» **Data shown**

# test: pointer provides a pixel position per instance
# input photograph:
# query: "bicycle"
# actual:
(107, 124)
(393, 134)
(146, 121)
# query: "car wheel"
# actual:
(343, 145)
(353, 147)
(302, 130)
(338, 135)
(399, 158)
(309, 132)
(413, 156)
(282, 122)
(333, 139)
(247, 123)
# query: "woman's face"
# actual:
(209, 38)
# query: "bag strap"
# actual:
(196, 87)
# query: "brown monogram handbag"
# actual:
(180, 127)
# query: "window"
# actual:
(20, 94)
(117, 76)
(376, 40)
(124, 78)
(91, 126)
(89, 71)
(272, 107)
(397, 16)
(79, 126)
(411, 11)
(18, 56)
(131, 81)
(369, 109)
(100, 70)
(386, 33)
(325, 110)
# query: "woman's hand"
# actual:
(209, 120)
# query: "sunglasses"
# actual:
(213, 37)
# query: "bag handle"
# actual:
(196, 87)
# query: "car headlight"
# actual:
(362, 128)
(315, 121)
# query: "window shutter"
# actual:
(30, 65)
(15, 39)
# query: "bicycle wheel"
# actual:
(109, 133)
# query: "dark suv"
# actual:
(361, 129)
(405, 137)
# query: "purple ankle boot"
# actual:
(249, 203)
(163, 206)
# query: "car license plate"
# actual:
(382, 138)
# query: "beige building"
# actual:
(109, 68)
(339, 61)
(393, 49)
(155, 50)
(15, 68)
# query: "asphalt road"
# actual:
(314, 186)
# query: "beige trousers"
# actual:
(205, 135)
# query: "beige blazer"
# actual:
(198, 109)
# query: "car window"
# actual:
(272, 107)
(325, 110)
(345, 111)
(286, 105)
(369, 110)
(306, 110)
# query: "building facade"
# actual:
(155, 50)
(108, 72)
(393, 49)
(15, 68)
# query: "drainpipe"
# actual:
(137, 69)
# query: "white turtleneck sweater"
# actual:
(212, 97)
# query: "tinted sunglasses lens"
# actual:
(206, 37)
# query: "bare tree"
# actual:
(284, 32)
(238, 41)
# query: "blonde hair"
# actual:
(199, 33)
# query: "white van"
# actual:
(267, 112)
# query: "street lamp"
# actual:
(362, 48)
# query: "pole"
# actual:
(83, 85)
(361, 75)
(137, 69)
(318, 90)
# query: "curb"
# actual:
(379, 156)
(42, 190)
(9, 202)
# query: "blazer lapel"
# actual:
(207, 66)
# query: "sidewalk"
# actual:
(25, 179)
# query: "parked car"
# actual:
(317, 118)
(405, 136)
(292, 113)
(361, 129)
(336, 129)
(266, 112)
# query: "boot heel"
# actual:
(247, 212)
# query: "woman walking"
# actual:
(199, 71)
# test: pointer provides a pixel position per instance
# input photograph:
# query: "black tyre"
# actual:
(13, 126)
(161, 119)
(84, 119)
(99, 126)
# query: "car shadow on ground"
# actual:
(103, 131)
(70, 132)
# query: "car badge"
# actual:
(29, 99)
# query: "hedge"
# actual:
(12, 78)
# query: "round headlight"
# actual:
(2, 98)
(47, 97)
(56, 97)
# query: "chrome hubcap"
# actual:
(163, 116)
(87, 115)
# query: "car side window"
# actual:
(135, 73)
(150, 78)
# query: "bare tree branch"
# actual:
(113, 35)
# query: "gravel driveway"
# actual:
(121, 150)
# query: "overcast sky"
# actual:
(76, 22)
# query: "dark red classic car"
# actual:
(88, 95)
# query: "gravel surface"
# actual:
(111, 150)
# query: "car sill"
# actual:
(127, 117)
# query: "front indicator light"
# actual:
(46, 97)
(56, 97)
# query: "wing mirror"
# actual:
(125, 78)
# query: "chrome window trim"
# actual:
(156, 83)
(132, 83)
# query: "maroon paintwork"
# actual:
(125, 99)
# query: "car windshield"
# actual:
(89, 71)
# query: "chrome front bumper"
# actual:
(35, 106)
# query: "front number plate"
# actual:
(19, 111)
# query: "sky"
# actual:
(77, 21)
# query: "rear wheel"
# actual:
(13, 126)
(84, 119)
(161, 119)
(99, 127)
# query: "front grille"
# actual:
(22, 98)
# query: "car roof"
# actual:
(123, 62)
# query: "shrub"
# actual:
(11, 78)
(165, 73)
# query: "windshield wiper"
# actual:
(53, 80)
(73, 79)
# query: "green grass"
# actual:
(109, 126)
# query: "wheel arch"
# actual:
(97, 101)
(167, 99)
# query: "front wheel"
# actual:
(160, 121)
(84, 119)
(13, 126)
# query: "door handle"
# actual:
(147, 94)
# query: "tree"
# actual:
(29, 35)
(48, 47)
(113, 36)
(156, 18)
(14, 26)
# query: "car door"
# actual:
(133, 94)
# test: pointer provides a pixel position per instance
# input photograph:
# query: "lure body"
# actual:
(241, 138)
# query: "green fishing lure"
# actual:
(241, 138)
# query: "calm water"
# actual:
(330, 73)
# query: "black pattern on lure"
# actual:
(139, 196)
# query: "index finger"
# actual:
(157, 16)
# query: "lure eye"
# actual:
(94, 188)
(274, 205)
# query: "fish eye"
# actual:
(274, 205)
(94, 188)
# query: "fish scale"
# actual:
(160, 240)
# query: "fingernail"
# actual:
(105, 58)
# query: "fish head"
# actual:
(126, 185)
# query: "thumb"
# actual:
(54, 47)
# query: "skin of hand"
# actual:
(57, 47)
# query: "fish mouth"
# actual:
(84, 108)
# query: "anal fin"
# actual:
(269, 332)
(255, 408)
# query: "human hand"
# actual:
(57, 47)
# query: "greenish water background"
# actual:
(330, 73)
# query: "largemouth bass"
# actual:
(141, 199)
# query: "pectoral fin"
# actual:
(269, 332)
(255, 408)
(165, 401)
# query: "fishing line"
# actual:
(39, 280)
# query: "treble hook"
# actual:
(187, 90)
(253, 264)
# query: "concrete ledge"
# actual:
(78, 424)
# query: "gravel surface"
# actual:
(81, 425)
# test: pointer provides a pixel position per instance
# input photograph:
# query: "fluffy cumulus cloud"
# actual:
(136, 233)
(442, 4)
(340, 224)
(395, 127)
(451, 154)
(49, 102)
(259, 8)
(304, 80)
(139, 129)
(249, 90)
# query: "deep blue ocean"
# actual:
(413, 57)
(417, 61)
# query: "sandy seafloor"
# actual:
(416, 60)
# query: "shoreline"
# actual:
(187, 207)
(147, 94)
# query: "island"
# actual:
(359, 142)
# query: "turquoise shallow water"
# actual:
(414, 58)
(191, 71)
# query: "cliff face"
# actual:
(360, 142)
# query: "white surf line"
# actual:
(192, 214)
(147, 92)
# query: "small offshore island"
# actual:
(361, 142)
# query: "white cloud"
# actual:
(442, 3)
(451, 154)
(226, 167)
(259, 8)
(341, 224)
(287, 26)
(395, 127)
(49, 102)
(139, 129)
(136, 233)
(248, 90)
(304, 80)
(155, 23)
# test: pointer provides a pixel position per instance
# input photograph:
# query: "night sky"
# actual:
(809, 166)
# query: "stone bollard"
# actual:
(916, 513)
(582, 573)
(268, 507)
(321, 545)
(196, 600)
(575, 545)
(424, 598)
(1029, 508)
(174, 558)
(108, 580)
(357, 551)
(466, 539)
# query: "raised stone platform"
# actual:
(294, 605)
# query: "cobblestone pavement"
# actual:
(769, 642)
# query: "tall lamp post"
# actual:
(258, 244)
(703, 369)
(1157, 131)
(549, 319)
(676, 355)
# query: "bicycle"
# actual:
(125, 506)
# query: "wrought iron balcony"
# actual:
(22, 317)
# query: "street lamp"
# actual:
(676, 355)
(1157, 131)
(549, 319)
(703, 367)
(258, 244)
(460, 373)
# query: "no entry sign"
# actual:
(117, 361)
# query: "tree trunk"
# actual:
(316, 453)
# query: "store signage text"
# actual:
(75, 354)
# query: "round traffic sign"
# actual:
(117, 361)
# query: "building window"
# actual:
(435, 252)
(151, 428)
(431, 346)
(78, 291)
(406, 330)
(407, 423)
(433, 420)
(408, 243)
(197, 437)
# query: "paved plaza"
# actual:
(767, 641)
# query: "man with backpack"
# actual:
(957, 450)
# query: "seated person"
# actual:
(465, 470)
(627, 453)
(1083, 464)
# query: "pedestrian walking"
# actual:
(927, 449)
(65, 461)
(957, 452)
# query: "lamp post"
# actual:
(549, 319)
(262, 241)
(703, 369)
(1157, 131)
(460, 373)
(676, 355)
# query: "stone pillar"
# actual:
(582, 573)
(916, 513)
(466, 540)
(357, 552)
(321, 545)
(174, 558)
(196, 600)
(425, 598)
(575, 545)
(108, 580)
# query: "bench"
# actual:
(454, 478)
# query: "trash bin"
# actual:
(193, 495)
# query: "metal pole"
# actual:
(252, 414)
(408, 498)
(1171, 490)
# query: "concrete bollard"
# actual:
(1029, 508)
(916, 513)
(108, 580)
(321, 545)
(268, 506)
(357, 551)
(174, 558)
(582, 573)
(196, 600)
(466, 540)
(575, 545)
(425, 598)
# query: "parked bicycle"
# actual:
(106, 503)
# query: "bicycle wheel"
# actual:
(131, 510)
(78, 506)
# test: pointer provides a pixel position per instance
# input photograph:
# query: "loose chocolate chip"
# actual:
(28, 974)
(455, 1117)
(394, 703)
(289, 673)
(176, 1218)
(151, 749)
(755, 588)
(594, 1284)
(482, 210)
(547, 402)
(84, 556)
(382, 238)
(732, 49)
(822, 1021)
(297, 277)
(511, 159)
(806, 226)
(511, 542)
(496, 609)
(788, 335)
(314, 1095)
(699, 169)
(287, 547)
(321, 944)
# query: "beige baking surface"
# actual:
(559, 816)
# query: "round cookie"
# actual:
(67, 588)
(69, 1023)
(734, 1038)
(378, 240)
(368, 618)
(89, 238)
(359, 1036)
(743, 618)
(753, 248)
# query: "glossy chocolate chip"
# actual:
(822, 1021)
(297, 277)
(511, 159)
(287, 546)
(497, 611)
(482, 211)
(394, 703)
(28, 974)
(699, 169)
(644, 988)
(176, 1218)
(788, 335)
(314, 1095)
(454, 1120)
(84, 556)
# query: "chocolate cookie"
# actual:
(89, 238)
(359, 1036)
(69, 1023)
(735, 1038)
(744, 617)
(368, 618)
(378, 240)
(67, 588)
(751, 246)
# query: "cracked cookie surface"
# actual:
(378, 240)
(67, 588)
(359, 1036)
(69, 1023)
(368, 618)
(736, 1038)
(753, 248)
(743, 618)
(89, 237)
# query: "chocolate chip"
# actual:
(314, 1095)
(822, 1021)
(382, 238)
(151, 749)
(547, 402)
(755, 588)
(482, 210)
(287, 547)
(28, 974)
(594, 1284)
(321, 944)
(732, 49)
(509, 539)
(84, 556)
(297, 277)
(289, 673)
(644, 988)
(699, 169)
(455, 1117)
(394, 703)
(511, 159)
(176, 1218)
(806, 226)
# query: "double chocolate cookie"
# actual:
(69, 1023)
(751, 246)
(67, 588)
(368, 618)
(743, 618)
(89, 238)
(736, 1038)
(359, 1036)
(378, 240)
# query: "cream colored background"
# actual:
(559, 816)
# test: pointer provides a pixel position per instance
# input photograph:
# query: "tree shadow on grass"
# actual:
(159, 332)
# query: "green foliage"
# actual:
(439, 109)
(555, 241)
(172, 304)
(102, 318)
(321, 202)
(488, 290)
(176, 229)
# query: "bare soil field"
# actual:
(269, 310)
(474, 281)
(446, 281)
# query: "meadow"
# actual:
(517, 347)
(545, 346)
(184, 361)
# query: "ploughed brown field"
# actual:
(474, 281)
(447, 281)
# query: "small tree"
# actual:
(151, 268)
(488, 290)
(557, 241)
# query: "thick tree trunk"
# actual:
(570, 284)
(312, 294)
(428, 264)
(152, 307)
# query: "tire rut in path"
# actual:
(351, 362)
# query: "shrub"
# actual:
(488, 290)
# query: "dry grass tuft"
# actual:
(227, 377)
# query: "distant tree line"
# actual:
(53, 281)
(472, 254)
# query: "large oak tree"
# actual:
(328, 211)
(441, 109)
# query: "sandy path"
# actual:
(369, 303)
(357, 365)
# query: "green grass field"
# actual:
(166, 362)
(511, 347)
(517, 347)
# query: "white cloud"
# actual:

» **Aim**
How many lines of the items above contain the string "headlight"? Give only the number.

» **Expected answer**
2